- **Point-per-instance localization data**
────────────────

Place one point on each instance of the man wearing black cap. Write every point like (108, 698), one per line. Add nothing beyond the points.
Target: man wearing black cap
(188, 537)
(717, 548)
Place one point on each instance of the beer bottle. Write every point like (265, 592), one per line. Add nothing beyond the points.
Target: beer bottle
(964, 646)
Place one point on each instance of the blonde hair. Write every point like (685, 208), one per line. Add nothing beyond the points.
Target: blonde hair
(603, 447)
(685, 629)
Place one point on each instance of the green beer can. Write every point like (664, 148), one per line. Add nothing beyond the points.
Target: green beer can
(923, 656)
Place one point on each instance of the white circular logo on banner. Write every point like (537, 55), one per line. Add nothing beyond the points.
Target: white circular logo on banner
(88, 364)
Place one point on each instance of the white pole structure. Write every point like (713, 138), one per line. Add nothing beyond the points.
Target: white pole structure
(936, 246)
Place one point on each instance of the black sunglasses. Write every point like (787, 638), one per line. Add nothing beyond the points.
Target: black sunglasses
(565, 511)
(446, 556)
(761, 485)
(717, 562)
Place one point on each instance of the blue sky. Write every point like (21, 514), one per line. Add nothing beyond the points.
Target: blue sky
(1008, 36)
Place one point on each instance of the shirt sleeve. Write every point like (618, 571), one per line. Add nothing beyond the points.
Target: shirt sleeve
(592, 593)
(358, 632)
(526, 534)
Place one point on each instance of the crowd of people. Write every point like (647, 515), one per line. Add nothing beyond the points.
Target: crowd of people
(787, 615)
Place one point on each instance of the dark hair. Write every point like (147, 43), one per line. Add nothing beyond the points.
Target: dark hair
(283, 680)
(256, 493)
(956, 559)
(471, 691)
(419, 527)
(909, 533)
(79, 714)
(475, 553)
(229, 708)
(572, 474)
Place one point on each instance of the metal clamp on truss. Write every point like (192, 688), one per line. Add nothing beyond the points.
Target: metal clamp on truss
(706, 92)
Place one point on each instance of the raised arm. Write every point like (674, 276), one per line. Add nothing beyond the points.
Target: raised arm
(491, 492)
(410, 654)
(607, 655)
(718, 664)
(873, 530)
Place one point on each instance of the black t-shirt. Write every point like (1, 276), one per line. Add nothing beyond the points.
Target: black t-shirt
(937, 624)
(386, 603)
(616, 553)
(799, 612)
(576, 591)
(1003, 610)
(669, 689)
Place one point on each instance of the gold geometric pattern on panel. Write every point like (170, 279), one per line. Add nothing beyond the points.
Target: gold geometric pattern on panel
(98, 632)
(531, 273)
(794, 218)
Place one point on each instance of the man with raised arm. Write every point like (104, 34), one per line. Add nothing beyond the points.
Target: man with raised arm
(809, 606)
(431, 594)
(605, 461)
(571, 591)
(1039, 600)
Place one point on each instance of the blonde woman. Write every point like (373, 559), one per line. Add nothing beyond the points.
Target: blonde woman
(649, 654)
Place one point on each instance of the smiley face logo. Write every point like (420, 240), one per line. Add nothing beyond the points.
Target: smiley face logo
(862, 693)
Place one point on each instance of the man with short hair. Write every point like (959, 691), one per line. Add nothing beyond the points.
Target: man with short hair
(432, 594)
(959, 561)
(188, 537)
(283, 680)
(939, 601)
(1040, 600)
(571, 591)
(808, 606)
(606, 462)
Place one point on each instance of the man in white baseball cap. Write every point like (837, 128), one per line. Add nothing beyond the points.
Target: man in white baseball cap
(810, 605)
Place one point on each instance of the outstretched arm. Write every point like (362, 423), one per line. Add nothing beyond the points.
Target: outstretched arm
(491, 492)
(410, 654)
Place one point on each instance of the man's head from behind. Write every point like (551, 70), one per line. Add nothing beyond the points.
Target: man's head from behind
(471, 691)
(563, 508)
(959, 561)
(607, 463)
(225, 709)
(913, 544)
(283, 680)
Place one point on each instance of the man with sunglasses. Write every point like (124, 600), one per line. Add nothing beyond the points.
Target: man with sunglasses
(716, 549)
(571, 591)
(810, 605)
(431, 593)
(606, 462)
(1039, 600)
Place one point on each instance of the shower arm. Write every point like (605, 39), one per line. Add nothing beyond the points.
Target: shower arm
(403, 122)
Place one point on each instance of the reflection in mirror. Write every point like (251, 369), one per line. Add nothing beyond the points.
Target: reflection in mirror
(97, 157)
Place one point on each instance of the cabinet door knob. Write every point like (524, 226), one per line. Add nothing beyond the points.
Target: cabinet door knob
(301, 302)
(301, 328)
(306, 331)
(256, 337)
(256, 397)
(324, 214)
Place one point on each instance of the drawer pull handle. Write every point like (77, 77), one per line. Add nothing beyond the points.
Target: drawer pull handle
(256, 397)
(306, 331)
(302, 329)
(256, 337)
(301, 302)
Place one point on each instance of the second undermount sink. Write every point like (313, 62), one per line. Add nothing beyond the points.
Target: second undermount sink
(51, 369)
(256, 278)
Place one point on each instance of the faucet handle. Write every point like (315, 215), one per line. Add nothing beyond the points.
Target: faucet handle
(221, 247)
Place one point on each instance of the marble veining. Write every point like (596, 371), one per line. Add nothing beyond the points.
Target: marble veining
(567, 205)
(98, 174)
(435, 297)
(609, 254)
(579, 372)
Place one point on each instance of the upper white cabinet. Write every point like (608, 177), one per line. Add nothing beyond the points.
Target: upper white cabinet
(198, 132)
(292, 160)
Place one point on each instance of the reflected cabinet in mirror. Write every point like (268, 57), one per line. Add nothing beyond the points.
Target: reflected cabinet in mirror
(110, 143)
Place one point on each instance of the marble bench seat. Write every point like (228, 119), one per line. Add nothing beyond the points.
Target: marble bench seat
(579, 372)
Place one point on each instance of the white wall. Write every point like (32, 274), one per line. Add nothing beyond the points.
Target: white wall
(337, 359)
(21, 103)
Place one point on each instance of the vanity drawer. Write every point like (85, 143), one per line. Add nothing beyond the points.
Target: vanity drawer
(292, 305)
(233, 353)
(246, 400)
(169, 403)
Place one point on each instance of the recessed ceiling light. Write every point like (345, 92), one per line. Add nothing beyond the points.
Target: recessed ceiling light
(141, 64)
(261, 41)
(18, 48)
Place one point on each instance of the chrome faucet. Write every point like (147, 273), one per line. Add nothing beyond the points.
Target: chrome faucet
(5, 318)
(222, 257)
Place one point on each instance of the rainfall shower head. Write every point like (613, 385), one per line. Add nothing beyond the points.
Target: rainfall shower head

────────────────

Identify every line above with the string "rainfall" in it. Copy those lines.

- **Answer area**
Place one point on each instance of the rainfall shower head. Write every point like (613, 385), one per line. Add nothing beyond the points.
Target: rainfall shower head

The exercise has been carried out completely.